**EXERCISE DESCRIPTION**
Each record is to be transcribed exactly.

Region pointing data
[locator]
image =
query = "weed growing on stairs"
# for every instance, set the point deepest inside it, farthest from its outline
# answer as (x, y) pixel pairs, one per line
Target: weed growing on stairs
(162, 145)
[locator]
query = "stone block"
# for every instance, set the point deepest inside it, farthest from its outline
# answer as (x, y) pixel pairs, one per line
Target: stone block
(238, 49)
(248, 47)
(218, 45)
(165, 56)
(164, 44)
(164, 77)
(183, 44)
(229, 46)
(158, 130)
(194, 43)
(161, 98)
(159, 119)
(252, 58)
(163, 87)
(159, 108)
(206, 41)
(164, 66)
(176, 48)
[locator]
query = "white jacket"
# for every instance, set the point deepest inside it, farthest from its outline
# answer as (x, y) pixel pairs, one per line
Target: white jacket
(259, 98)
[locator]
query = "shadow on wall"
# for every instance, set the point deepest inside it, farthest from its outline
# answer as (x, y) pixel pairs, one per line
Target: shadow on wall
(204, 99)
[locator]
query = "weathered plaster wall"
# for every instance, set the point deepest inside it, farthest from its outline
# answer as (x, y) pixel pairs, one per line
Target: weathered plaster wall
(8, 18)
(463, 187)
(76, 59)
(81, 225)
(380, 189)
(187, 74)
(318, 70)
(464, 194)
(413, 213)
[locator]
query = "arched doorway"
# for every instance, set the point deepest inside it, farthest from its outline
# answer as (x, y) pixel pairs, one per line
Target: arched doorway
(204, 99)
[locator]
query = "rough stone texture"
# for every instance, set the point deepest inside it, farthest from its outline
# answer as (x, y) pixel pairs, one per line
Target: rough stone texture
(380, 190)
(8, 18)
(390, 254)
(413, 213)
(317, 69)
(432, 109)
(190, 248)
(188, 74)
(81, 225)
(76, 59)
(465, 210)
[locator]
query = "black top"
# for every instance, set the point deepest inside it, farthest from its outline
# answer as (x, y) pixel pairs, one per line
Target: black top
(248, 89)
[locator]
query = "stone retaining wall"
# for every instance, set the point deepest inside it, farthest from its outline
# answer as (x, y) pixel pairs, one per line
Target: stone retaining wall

**WRITTEN RESPONSE**
[locator]
image =
query = "weed growing on stairs"
# for every instance, set the point deepest inside it, farthest from its outline
# answer as (x, y) pixel pairs, one per line
Target: weed growing on stairs
(162, 145)
[locator]
query = "stone block"
# for every instance, set the point deepest inside it, farthest from its outline
# answer as (x, y) pixel pairs, one per line
Target: stone block
(238, 49)
(248, 47)
(218, 45)
(165, 56)
(164, 44)
(164, 77)
(183, 44)
(229, 46)
(158, 130)
(194, 43)
(161, 98)
(159, 119)
(252, 58)
(163, 87)
(159, 108)
(206, 41)
(164, 66)
(176, 48)
[locator]
query = "white jacket"
# for every instance, set the point deepest inside it, farthest from its outline
# answer as (x, y) pixel pairs, one per line
Target: white jacket
(259, 98)
[locator]
query = "shadow on wall"
# for every instance, set the point deepest inside it, farthest from its outline
# answer as (x, y) pixel pairs, one per line
Target: shadow on wall
(204, 99)
[locator]
query = "weathered plaster wall"
# for every instance, set the point deepest inside it, farthest from its outline
# answer as (x, y) pixel pairs, one per line
Target: weathered plaster wall
(8, 18)
(463, 187)
(76, 59)
(81, 225)
(380, 189)
(187, 74)
(318, 70)
(464, 194)
(413, 213)
[locator]
query = "arched doorway"
# for every instance, set the point deepest inside it, farthest from its outline
# answer as (x, y) pixel pairs, one per line
Target: arched doorway
(204, 99)
[locator]
query = "rough stone texture"
# for every instance, set the point deepest inside it, farthest from its outline
# answer as (x, y) pixel pairs, one per line
Target: rough stone texture
(380, 190)
(8, 18)
(390, 254)
(413, 213)
(317, 69)
(432, 109)
(190, 248)
(188, 74)
(81, 225)
(76, 59)
(465, 210)
[locator]
query = "black top"
# for every instance, set the point deepest inside it, farthest from its outline
# answer as (x, y) pixel pairs, one per line
Target: black top
(248, 89)
[locator]
query = "stone retaining wall"
# for every instance, set the point deepest inside it, farthest from its outline
# answer as (x, y) pixel pairs, one per line
Target: stone retaining wall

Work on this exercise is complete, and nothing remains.